Stated exercise:
Edit the entries below by changing "sandal" to "flip-flop" wherever it occurs, keeping everything else the same. Leave the pictures out of your answer.

Record excerpts:

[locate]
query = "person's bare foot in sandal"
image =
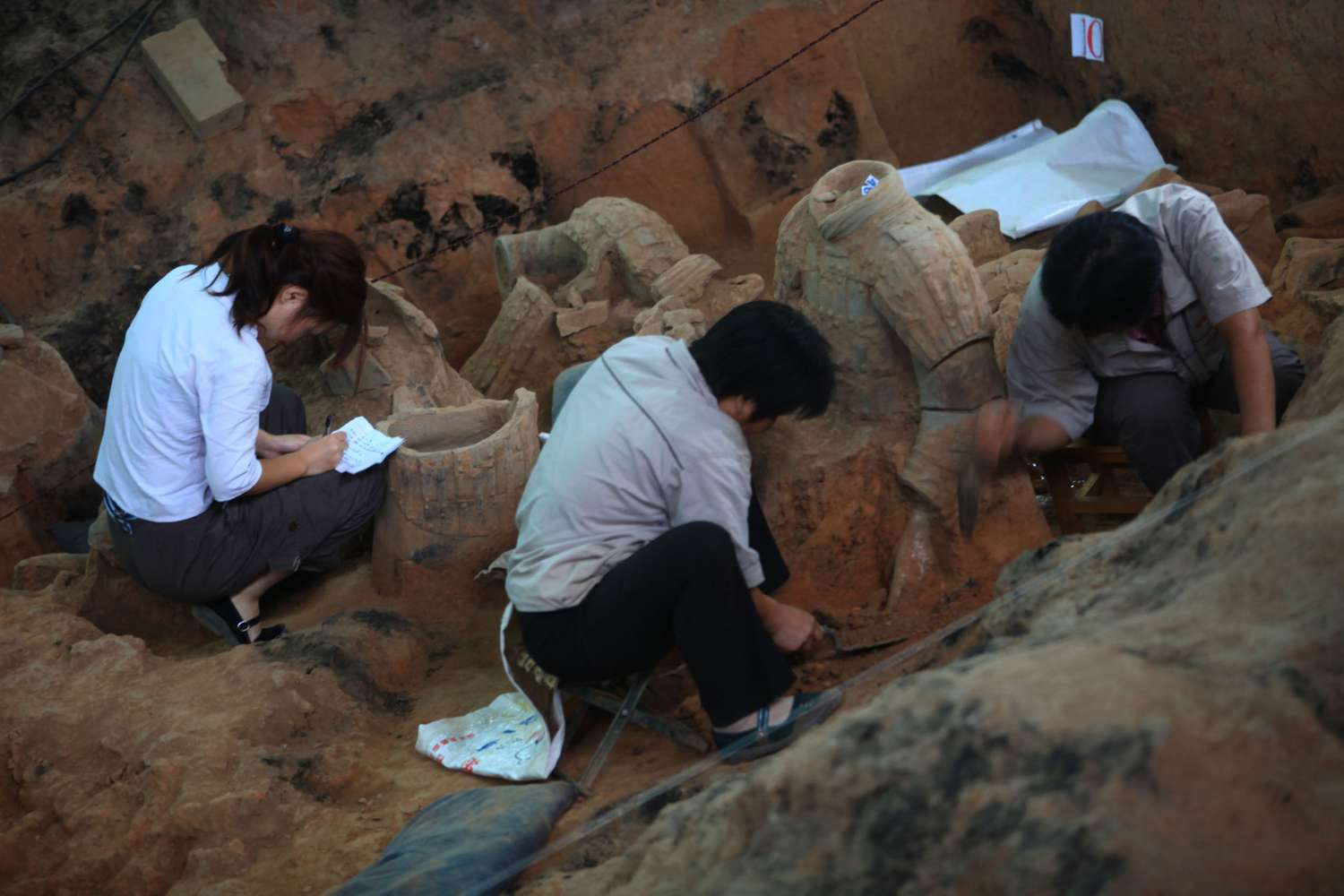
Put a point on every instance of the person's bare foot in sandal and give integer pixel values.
(236, 618)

In response:
[locate]
query = "person's bare foot in flip-flop"
image =
Put a point on every instance of the person's bare foot in flip-flop and give integer pixel values.
(236, 618)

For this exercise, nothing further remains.